Work required — Your reply should contain only the line with "Localize each red" and the lines after it through the end of the data, each written out exactly.

Given data —

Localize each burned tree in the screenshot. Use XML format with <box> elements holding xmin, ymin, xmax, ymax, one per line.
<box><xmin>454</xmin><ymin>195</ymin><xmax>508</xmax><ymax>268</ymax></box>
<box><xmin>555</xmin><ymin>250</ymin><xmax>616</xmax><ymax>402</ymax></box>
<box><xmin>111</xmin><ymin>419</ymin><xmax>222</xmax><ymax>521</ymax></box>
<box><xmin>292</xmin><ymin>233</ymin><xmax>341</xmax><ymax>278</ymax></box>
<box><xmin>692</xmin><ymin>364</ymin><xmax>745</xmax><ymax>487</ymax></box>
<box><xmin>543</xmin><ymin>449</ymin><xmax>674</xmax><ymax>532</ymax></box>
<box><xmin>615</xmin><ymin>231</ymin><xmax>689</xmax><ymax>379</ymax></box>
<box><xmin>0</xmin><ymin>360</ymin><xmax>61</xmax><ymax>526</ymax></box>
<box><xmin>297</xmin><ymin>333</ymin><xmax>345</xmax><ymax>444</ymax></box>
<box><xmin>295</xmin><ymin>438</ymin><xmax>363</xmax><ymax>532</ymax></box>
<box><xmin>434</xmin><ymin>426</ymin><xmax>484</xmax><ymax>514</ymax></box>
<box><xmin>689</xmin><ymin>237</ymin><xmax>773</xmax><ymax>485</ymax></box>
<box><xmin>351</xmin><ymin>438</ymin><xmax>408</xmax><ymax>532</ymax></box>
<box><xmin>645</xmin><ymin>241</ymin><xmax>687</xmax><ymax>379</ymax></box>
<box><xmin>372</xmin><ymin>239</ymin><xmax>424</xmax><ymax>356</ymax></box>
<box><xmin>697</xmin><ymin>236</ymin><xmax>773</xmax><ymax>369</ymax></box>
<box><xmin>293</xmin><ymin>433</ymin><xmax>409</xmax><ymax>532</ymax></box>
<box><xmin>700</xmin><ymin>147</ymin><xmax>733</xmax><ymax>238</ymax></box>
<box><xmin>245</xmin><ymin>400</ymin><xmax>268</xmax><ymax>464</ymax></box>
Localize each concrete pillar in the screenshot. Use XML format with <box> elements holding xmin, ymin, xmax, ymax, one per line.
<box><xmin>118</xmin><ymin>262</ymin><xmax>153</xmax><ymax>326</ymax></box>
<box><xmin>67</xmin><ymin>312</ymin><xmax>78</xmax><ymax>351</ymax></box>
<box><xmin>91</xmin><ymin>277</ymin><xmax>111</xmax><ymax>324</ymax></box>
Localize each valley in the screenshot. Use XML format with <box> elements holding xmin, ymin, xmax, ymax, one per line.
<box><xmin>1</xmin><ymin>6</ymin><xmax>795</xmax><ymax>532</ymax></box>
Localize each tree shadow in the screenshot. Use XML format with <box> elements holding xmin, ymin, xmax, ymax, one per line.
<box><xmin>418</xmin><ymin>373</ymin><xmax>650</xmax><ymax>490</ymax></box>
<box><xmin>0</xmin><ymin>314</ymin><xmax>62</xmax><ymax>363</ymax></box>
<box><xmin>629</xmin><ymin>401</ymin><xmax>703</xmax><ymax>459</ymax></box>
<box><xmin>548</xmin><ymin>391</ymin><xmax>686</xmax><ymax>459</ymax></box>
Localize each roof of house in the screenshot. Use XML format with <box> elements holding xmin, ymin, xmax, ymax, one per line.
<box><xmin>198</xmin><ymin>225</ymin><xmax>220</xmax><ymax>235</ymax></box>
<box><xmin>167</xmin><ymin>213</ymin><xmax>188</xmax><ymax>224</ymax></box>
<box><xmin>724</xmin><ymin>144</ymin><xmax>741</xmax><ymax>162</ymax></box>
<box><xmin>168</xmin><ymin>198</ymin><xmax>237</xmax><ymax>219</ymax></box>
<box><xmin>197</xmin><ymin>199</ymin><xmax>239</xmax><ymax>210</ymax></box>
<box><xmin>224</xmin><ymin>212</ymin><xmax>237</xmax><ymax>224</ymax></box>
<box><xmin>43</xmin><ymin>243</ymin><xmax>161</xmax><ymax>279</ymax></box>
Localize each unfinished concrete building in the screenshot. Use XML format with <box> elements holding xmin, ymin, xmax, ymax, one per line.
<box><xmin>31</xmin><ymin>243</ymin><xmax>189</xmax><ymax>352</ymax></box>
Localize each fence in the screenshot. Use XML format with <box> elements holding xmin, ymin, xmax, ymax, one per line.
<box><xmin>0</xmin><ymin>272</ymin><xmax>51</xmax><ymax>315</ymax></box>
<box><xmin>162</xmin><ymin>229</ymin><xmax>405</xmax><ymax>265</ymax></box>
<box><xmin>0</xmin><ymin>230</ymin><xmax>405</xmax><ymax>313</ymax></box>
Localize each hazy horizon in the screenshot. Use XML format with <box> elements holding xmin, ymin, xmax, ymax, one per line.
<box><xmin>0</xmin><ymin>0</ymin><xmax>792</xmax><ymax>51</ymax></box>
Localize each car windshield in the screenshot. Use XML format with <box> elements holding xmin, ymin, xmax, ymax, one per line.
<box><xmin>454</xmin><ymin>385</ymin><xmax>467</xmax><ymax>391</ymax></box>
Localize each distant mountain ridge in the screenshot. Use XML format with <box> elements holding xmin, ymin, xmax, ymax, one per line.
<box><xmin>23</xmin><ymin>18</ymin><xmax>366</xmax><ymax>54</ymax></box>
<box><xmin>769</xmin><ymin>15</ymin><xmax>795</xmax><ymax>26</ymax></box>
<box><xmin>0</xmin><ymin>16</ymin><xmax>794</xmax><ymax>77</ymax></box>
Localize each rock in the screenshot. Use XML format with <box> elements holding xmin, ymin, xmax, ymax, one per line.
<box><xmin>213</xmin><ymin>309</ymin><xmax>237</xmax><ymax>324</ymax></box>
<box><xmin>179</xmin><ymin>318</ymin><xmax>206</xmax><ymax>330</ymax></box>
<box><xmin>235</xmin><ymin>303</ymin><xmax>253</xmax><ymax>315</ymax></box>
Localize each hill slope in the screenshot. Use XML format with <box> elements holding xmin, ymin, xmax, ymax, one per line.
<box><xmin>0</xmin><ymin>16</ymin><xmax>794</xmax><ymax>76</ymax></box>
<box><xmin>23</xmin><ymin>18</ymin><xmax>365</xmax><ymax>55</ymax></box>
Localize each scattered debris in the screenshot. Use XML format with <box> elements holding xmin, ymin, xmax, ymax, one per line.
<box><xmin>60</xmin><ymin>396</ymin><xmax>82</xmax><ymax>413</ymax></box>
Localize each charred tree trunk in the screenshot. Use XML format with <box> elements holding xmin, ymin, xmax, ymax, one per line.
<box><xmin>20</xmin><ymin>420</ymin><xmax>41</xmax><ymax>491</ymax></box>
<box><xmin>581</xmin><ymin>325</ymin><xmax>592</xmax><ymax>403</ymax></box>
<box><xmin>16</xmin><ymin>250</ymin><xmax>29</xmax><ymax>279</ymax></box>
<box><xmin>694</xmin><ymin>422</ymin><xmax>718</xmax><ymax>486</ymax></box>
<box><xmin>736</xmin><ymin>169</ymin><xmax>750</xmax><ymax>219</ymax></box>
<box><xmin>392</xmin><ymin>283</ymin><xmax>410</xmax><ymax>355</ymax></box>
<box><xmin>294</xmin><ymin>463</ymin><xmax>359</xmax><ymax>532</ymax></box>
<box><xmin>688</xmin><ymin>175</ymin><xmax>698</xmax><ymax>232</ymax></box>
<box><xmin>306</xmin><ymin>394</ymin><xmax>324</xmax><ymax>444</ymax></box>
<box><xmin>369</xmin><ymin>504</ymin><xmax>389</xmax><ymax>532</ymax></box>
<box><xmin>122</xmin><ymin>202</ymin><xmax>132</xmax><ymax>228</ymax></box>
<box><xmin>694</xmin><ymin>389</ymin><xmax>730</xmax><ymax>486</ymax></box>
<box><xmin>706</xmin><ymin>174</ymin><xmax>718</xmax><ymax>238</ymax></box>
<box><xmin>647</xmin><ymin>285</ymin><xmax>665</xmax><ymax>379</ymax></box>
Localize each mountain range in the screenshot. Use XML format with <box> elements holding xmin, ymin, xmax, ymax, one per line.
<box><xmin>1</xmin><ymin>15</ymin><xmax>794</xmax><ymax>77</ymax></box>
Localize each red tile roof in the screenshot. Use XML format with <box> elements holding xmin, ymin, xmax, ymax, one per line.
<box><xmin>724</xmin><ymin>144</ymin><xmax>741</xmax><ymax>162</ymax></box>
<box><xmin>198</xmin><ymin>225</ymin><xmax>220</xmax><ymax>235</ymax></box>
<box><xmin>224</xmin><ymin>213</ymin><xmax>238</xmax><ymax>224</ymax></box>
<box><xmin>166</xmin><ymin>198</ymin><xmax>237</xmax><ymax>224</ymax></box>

Task answer —
Localize each red tile roof in the screenshot. Use XML format with <box> elements holding xmin, ymin, xmax, ymax, one per line.
<box><xmin>724</xmin><ymin>144</ymin><xmax>741</xmax><ymax>162</ymax></box>
<box><xmin>198</xmin><ymin>225</ymin><xmax>220</xmax><ymax>235</ymax></box>
<box><xmin>224</xmin><ymin>213</ymin><xmax>238</xmax><ymax>224</ymax></box>
<box><xmin>166</xmin><ymin>198</ymin><xmax>237</xmax><ymax>224</ymax></box>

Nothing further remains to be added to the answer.